• _Short task_
Please format the data below as a JSON list of strings with one string per line, leaving out any blank lines.

• _Dataset_
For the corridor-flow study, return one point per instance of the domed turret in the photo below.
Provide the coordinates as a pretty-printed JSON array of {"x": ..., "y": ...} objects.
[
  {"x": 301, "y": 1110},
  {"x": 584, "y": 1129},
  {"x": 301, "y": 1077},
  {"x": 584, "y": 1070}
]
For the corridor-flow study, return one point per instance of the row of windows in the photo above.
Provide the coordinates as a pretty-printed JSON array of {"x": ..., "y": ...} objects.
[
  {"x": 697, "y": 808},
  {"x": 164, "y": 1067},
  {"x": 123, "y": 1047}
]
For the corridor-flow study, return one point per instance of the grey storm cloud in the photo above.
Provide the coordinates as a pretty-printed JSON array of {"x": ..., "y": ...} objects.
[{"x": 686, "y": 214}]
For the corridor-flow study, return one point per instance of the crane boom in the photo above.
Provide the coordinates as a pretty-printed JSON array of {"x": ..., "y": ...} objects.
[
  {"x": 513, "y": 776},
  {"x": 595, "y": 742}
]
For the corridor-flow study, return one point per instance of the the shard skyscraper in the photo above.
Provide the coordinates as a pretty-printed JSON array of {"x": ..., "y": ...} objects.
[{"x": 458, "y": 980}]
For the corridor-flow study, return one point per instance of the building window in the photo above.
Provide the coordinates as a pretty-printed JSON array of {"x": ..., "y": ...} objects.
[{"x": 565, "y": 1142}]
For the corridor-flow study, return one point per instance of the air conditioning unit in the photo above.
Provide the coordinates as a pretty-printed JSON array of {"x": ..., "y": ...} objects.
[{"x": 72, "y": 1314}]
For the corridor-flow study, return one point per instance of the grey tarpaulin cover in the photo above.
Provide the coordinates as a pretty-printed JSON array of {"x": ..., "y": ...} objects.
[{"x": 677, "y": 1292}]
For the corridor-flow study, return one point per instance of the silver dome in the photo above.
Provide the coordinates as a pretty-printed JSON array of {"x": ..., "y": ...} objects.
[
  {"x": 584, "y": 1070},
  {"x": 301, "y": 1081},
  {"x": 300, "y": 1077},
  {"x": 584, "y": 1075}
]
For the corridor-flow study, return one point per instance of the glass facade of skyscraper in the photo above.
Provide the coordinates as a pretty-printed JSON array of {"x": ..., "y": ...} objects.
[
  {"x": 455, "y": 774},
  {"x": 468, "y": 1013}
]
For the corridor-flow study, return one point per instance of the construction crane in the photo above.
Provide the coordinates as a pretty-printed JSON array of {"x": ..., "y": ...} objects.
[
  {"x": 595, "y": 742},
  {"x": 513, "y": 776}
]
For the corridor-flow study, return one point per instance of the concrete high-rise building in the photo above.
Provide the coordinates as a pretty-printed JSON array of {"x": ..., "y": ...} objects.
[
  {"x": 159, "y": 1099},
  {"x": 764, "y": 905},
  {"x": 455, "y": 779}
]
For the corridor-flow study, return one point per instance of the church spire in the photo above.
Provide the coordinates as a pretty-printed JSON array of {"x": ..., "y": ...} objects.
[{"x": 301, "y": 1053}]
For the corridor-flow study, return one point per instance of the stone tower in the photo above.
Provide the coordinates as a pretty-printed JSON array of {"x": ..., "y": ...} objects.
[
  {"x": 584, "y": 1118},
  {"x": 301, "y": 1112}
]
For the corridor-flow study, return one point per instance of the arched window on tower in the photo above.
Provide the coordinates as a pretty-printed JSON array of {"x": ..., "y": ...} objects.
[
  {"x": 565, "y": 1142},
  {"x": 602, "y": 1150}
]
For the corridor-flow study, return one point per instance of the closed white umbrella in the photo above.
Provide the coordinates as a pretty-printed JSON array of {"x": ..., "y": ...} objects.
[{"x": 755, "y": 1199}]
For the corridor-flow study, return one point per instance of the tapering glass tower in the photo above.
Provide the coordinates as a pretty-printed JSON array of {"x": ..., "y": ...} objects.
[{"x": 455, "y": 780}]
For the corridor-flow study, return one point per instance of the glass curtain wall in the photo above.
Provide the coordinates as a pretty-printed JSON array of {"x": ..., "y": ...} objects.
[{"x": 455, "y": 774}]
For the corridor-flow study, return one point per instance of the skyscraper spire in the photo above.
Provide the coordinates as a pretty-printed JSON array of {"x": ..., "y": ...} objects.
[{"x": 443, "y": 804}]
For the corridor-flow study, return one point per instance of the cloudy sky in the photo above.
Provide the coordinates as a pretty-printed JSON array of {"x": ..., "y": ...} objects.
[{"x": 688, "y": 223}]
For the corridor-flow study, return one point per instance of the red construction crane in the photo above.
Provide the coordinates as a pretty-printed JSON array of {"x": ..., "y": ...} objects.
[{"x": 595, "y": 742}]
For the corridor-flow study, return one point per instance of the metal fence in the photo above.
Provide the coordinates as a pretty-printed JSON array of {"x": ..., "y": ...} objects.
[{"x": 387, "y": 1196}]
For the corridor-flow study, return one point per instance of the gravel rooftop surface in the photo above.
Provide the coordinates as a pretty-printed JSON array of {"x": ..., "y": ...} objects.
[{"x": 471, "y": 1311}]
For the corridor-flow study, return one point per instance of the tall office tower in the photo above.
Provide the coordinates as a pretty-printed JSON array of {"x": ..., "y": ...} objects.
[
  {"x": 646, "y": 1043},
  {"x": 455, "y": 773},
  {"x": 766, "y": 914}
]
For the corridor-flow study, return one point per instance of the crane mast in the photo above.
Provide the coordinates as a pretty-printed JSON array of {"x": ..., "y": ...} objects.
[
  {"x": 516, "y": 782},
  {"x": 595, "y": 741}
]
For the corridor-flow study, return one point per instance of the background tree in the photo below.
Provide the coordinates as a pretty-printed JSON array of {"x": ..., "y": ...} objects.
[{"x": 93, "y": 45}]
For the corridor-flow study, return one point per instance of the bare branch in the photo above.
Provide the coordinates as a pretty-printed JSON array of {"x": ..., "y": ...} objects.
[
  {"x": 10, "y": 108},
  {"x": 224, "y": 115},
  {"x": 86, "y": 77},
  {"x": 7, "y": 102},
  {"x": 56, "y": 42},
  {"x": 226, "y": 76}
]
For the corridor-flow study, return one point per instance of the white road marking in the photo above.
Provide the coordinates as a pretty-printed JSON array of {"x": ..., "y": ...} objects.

• _Finished answer_
[
  "For the corridor-flow study, return one point per instance of the domed turret in the photo below.",
  "Provide the coordinates as a pretty-printed JSON array of {\"x\": ..., \"y\": ...} objects.",
  "[",
  "  {\"x\": 301, \"y\": 1110},",
  "  {\"x\": 584, \"y\": 1129},",
  "  {\"x\": 301, \"y\": 1077},",
  "  {\"x\": 584, \"y\": 1070}",
  "]",
  "For the corridor-flow study, return one point per instance of the row of windows in the photo above.",
  "Provide the coordinates as a pretty-printed JSON array of {\"x\": ..., \"y\": ...} objects.",
  "[",
  "  {\"x\": 697, \"y\": 808},",
  "  {\"x\": 164, \"y\": 1067},",
  "  {\"x\": 123, \"y\": 1047}",
  "]",
  "For the corridor-flow study, return one point per instance of the grey storm cloud in the photo above.",
  "Provide the coordinates as a pretty-printed JSON array of {\"x\": ..., \"y\": ...} objects.",
  "[{\"x\": 686, \"y\": 214}]",
  "For the corridor-flow study, return one point per instance of the crane boom in the photo above.",
  "Provide the coordinates as a pretty-printed JSON array of {\"x\": ..., \"y\": ...} objects.",
  "[",
  "  {\"x\": 513, \"y\": 776},",
  "  {\"x\": 595, \"y\": 742}",
  "]",
  "For the corridor-flow study, return one point per instance of the the shard skyscraper in the photo above.",
  "Provide the coordinates as a pretty-printed JSON array of {\"x\": ..., \"y\": ...} objects.",
  "[{\"x\": 458, \"y\": 980}]",
  "For the corridor-flow study, return one point per instance of the building window in the photo above.",
  "Provide the coordinates as a pretty-printed JSON array of {\"x\": ..., \"y\": ...} objects.",
  "[{\"x\": 565, \"y\": 1142}]",
  "For the corridor-flow study, return one point per instance of the air conditioning unit in the photo above.",
  "Provide the coordinates as a pretty-printed JSON array of {\"x\": ..., \"y\": ...} objects.",
  "[{\"x\": 72, \"y\": 1314}]",
  "For the corridor-flow study, return one point per instance of the grey tarpaulin cover in the photo above.",
  "Provide the coordinates as a pretty-printed JSON array of {\"x\": ..., \"y\": ...} objects.",
  "[{\"x\": 677, \"y\": 1292}]",
  "For the corridor-flow study, return one point per instance of the silver dome in the photo above.",
  "Provide the coordinates as a pretty-printed JSON array of {\"x\": ..., \"y\": ...} objects.",
  "[",
  "  {\"x\": 584, \"y\": 1070},",
  "  {\"x\": 301, \"y\": 1081},",
  "  {\"x\": 300, \"y\": 1077},",
  "  {\"x\": 584, \"y\": 1075}",
  "]",
  "For the corridor-flow study, return one point per instance of the glass facade of skyscraper in the photo above.",
  "Provide the coordinates as a pretty-printed JSON array of {\"x\": ..., \"y\": ...} objects.",
  "[",
  "  {\"x\": 455, \"y\": 774},",
  "  {\"x\": 468, \"y\": 1013}",
  "]",
  "For the corridor-flow study, return one point per instance of the construction crane in the photo above.",
  "Provide the coordinates as a pretty-printed JSON array of {\"x\": ..., \"y\": ...} objects.",
  "[",
  "  {\"x\": 595, \"y\": 742},",
  "  {\"x\": 513, \"y\": 776}",
  "]",
  "For the corridor-flow study, return one point per instance of the concrete high-rise building in the photo above.",
  "Provide the coordinates as a pretty-printed JSON array of {\"x\": ..., \"y\": ...} objects.",
  "[",
  "  {\"x\": 159, \"y\": 1099},",
  "  {\"x\": 764, \"y\": 905},",
  "  {\"x\": 455, \"y\": 779}",
  "]",
  "For the corridor-flow study, return one point per instance of the church spire in the photo above.",
  "Provide the coordinates as a pretty-printed JSON array of {\"x\": ..., \"y\": ...} objects.",
  "[{\"x\": 301, \"y\": 1053}]",
  "For the corridor-flow study, return one point per instance of the stone tower in the photo above.",
  "Provide the coordinates as a pretty-printed JSON array of {\"x\": ..., \"y\": ...} objects.",
  "[",
  "  {\"x\": 584, \"y\": 1118},",
  "  {\"x\": 301, \"y\": 1112}",
  "]",
  "For the corridor-flow study, return one point per instance of the arched window on tower in the photo above.",
  "Provide the coordinates as a pretty-printed JSON array of {\"x\": ..., \"y\": ...} objects.",
  "[",
  "  {\"x\": 565, \"y\": 1142},",
  "  {\"x\": 602, \"y\": 1150}",
  "]",
  "For the corridor-flow study, return one point per instance of the closed white umbrella in the photo above.",
  "Provide the coordinates as a pretty-printed JSON array of {\"x\": ..., \"y\": ...} objects.",
  "[{\"x\": 755, \"y\": 1199}]",
  "For the corridor-flow study, return one point per instance of the tapering glass tower in the photo above.",
  "Provide the coordinates as a pretty-printed JSON array of {\"x\": ..., \"y\": ...} objects.",
  "[{\"x\": 455, \"y\": 780}]",
  "For the corridor-flow study, return one point per instance of the glass curtain wall in the photo above.",
  "Provide the coordinates as a pretty-printed JSON array of {\"x\": ..., \"y\": ...} objects.",
  "[{\"x\": 455, \"y\": 774}]",
  "For the corridor-flow study, return one point per instance of the skyscraper spire in the photo above.",
  "Provide the coordinates as a pretty-printed JSON array of {\"x\": ..., \"y\": ...} objects.",
  "[{\"x\": 443, \"y\": 804}]",
  "For the corridor-flow study, return one point per instance of the cloudy sky in the photo above.",
  "Provide the coordinates as a pretty-printed JSON array of {\"x\": ..., \"y\": ...} objects.",
  "[{\"x\": 688, \"y\": 223}]",
  "For the corridor-flow study, return one point per instance of the red construction crane in the photo above.",
  "Provide the coordinates as a pretty-printed JSON array of {\"x\": ..., \"y\": ...} objects.",
  "[{\"x\": 595, \"y\": 742}]",
  "For the corridor-flow study, return one point per instance of the metal fence in the photo above.",
  "Provide the coordinates as a pretty-printed JSON array of {\"x\": ..., \"y\": ...} objects.",
  "[{\"x\": 387, \"y\": 1196}]",
  "For the corridor-flow study, return one point per instance of the gravel rooftop surface in the photo above.",
  "Provide the coordinates as a pretty-printed JSON array of {\"x\": ..., \"y\": ...} objects.",
  "[{\"x\": 471, \"y\": 1311}]",
  "For the corridor-flow study, return one point per instance of the tall office tower in the photo above.",
  "Provide the coordinates as a pretty-printed JSON array of {\"x\": ..., \"y\": ...} objects.",
  "[",
  "  {\"x\": 646, \"y\": 1043},",
  "  {\"x\": 455, \"y\": 773},",
  "  {\"x\": 766, \"y\": 914}",
  "]",
  "For the corridor-flow study, return one point per instance of the crane mast in the photo above.",
  "Provide the coordinates as a pretty-printed JSON array of {\"x\": ..., \"y\": ...} objects.",
  "[",
  "  {\"x\": 516, \"y\": 782},",
  "  {\"x\": 595, \"y\": 741}",
  "]",
  "For the corridor-flow study, return one point per instance of the background tree in the photo below.",
  "Provide the coordinates as a pretty-printed JSON array of {\"x\": ..., \"y\": ...} objects.",
  "[{\"x\": 93, \"y\": 45}]",
  "For the corridor-flow study, return one point per instance of the bare branch in the photo above.",
  "Provide the coordinates as a pretty-printed JSON array of {\"x\": ..., \"y\": ...} objects.",
  "[",
  "  {\"x\": 10, \"y\": 108},",
  "  {\"x\": 224, \"y\": 115},",
  "  {\"x\": 86, \"y\": 77},",
  "  {\"x\": 7, \"y\": 102},",
  "  {\"x\": 56, \"y\": 42},",
  "  {\"x\": 226, \"y\": 76}",
  "]",
  "For the corridor-flow study, return one point per instance of the white road marking in the photo above.",
  "Provide the coordinates as a pretty-printed JSON array of {\"x\": ..., \"y\": ...} objects."
]